§ **WORK REQUIRED**
Please restate word for word, and with nothing added, the lines that run from the one holding "Query: green hillside" to the end of the entries below.

-- DATA SUPPLIED follows --

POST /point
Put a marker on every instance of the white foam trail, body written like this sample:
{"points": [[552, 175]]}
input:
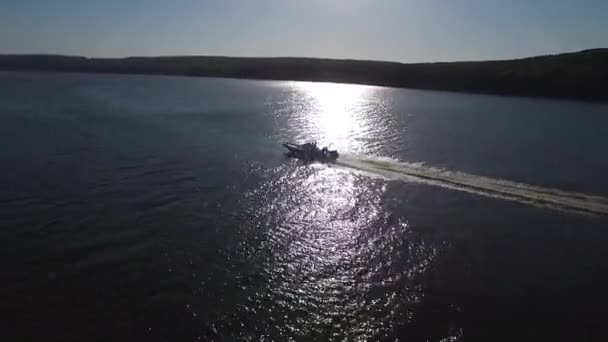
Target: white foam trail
{"points": [[497, 188]]}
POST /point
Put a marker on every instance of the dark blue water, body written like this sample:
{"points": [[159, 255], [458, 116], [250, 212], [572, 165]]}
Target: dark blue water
{"points": [[162, 209]]}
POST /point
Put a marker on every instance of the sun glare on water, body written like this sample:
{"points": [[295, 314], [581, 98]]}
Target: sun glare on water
{"points": [[337, 112]]}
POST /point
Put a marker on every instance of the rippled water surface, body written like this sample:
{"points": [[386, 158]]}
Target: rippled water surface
{"points": [[162, 209]]}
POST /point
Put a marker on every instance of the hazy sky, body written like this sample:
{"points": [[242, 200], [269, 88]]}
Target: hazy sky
{"points": [[400, 30]]}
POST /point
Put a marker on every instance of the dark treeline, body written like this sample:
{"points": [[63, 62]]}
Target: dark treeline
{"points": [[579, 75]]}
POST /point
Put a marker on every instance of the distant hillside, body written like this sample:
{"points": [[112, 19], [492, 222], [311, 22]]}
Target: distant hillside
{"points": [[579, 75]]}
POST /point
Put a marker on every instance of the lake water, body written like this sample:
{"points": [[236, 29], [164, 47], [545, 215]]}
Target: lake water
{"points": [[162, 209]]}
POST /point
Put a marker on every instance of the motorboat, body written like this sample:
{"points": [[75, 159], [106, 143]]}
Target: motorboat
{"points": [[309, 152]]}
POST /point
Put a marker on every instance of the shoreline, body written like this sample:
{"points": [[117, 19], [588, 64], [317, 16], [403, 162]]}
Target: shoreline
{"points": [[575, 76]]}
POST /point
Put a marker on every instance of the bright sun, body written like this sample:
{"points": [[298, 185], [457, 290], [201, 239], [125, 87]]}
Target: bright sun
{"points": [[337, 110]]}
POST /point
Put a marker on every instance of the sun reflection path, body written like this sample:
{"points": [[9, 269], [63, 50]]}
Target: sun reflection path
{"points": [[336, 262], [337, 113]]}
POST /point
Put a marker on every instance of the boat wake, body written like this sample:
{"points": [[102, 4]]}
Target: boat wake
{"points": [[497, 188]]}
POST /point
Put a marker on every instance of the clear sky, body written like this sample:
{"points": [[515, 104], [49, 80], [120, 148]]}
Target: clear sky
{"points": [[399, 30]]}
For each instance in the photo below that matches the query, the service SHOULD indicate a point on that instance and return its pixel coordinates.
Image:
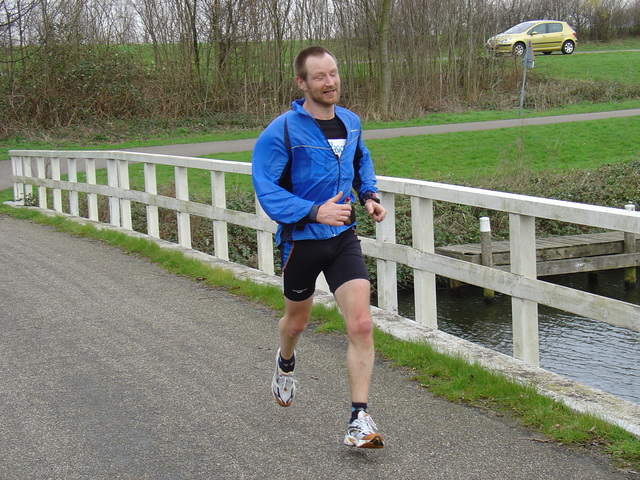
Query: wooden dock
(560, 255)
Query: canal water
(590, 352)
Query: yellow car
(546, 36)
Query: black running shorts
(340, 258)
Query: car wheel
(519, 49)
(568, 47)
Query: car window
(538, 29)
(520, 28)
(555, 27)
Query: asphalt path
(113, 368)
(208, 148)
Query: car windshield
(521, 27)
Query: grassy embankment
(527, 155)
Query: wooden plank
(557, 255)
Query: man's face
(322, 84)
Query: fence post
(182, 193)
(426, 309)
(92, 198)
(72, 175)
(220, 232)
(125, 203)
(386, 270)
(265, 244)
(42, 191)
(630, 247)
(19, 193)
(522, 238)
(57, 193)
(486, 254)
(112, 182)
(151, 187)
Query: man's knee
(360, 327)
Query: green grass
(469, 155)
(465, 156)
(623, 67)
(443, 375)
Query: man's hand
(333, 213)
(376, 210)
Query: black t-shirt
(336, 133)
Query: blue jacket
(295, 171)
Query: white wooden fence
(42, 170)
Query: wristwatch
(369, 195)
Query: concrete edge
(576, 396)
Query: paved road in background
(207, 148)
(113, 368)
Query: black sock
(355, 408)
(287, 365)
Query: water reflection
(590, 352)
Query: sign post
(527, 62)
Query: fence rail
(42, 170)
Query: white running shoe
(283, 385)
(361, 433)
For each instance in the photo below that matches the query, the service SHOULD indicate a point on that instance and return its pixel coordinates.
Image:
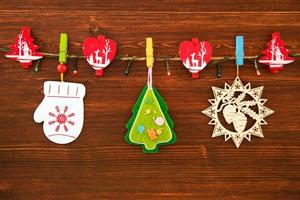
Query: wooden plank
(99, 164)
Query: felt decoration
(61, 111)
(150, 125)
(195, 55)
(275, 55)
(99, 52)
(24, 50)
(237, 111)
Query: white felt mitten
(62, 111)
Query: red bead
(62, 68)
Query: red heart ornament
(195, 55)
(275, 55)
(24, 50)
(99, 52)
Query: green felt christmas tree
(150, 125)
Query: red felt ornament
(195, 55)
(99, 52)
(275, 55)
(24, 50)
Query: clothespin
(63, 50)
(149, 52)
(239, 52)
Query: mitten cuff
(64, 89)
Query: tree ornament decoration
(195, 55)
(275, 55)
(99, 52)
(62, 109)
(237, 104)
(150, 125)
(237, 111)
(24, 50)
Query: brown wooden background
(99, 164)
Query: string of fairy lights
(95, 30)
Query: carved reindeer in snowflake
(236, 109)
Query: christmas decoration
(99, 52)
(195, 55)
(62, 109)
(24, 50)
(150, 124)
(237, 104)
(237, 111)
(276, 55)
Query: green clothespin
(63, 48)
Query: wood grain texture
(99, 164)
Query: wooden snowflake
(234, 106)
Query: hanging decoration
(275, 55)
(99, 52)
(195, 55)
(62, 109)
(237, 111)
(150, 125)
(24, 50)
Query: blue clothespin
(239, 50)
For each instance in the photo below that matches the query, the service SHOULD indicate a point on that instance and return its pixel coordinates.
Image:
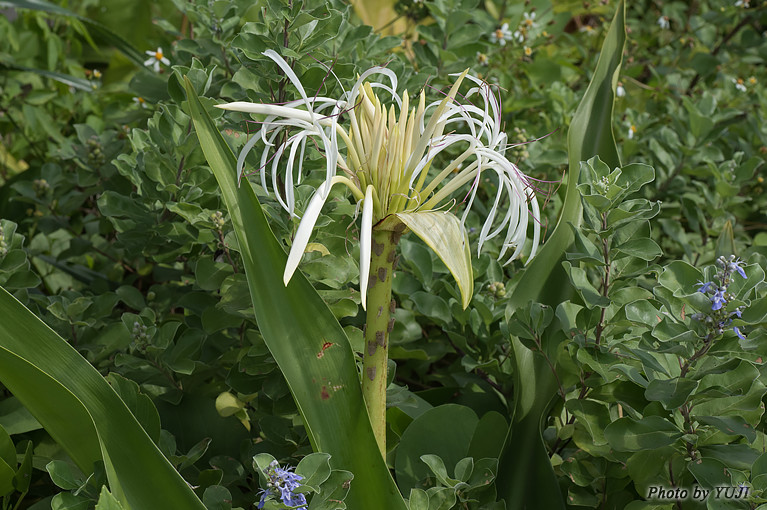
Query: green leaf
(107, 501)
(315, 468)
(65, 475)
(629, 435)
(672, 393)
(71, 81)
(531, 482)
(429, 435)
(443, 232)
(97, 29)
(710, 473)
(296, 325)
(83, 413)
(730, 425)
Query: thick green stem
(379, 323)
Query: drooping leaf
(302, 334)
(98, 30)
(522, 483)
(83, 413)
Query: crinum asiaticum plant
(385, 157)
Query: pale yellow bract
(386, 154)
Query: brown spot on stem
(325, 346)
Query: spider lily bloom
(388, 157)
(385, 157)
(155, 59)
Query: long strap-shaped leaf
(83, 413)
(526, 479)
(302, 334)
(100, 31)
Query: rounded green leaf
(629, 435)
(445, 431)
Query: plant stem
(378, 325)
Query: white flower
(155, 59)
(501, 35)
(389, 152)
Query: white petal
(291, 76)
(304, 232)
(366, 235)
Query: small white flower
(501, 35)
(155, 59)
(528, 21)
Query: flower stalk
(378, 325)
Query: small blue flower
(718, 300)
(281, 484)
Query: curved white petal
(366, 236)
(304, 232)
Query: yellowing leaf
(444, 234)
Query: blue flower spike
(281, 484)
(737, 266)
(718, 300)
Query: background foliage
(114, 232)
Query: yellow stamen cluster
(379, 145)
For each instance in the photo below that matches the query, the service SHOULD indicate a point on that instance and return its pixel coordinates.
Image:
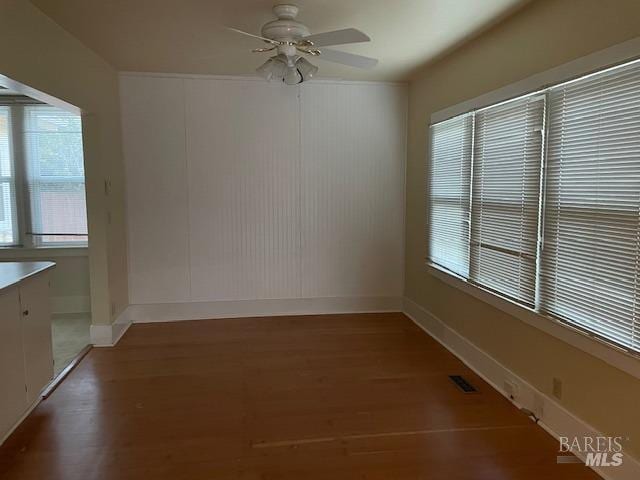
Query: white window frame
(592, 344)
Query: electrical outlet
(538, 405)
(557, 388)
(511, 389)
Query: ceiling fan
(291, 40)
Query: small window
(55, 176)
(42, 187)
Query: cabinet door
(36, 334)
(12, 382)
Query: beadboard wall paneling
(353, 141)
(157, 197)
(263, 191)
(244, 186)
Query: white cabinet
(26, 359)
(12, 380)
(36, 334)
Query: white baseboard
(554, 418)
(71, 304)
(7, 434)
(109, 335)
(169, 312)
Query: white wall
(243, 190)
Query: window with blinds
(538, 199)
(590, 261)
(55, 176)
(506, 197)
(450, 174)
(8, 222)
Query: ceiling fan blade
(337, 37)
(350, 59)
(273, 42)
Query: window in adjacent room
(42, 186)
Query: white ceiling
(186, 36)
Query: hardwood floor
(299, 398)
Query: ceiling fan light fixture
(273, 68)
(292, 76)
(306, 69)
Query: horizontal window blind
(506, 197)
(55, 175)
(591, 252)
(7, 185)
(449, 193)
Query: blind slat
(450, 181)
(505, 198)
(589, 268)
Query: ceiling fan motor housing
(285, 28)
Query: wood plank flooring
(295, 398)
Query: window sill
(43, 252)
(607, 352)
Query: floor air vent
(463, 384)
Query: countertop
(12, 273)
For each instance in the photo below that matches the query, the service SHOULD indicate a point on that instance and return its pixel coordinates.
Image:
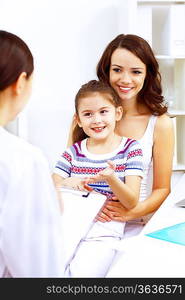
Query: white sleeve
(31, 224)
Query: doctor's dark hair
(151, 93)
(87, 90)
(15, 58)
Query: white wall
(67, 39)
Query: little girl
(103, 161)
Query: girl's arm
(127, 193)
(162, 169)
(71, 182)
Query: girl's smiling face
(97, 116)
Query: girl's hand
(102, 175)
(76, 183)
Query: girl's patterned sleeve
(134, 162)
(63, 164)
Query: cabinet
(162, 24)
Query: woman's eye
(104, 111)
(87, 115)
(137, 72)
(117, 70)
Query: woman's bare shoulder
(164, 122)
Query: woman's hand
(102, 175)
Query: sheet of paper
(79, 211)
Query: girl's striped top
(77, 161)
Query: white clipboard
(79, 210)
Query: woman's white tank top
(146, 143)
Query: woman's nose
(125, 77)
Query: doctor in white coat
(30, 221)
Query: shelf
(161, 2)
(179, 167)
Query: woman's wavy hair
(15, 58)
(86, 90)
(151, 93)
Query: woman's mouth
(124, 89)
(98, 129)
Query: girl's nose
(97, 118)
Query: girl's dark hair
(151, 93)
(86, 90)
(15, 58)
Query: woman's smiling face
(127, 74)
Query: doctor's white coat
(30, 221)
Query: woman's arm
(162, 169)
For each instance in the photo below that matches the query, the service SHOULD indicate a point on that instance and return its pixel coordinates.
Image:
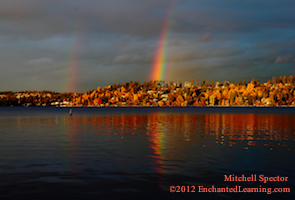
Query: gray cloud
(288, 58)
(111, 41)
(40, 61)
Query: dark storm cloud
(113, 41)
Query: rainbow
(72, 65)
(159, 63)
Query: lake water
(138, 153)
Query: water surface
(110, 153)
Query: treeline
(278, 91)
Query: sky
(79, 45)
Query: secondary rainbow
(72, 65)
(160, 61)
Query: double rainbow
(159, 70)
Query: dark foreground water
(139, 153)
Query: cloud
(40, 61)
(206, 37)
(288, 58)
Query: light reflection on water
(157, 148)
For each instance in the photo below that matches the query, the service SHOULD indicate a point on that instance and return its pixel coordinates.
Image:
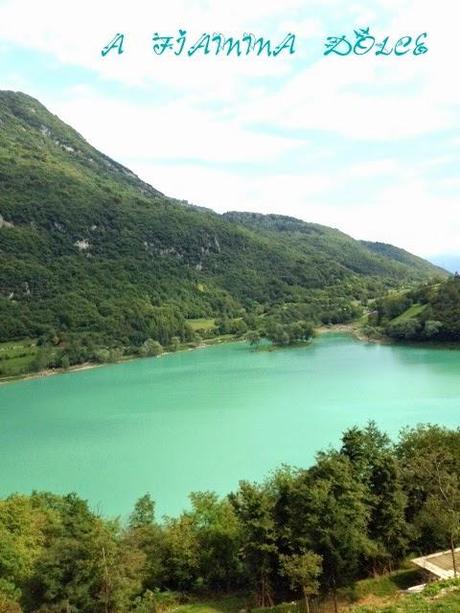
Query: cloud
(362, 143)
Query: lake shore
(51, 372)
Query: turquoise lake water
(204, 419)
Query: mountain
(87, 247)
(429, 312)
(450, 262)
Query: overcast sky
(366, 144)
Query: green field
(16, 357)
(201, 324)
(412, 312)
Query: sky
(370, 145)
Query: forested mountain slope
(87, 247)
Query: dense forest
(96, 264)
(429, 312)
(304, 534)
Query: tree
(254, 508)
(430, 460)
(151, 348)
(143, 513)
(303, 571)
(328, 514)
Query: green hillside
(430, 312)
(91, 256)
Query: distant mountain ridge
(86, 246)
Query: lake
(204, 419)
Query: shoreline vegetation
(355, 329)
(335, 536)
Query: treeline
(359, 510)
(430, 312)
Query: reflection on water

-- DATA SUPPLIED concluded --

§ **SOLUTION TO THIS PROBLEM**
Query: green hillside
(430, 312)
(91, 256)
Query: distant mountain ridge
(86, 246)
Query: lake
(204, 419)
Query: shoreline vegetation
(355, 329)
(335, 536)
Query: treeline
(359, 510)
(430, 312)
Query: reflection on water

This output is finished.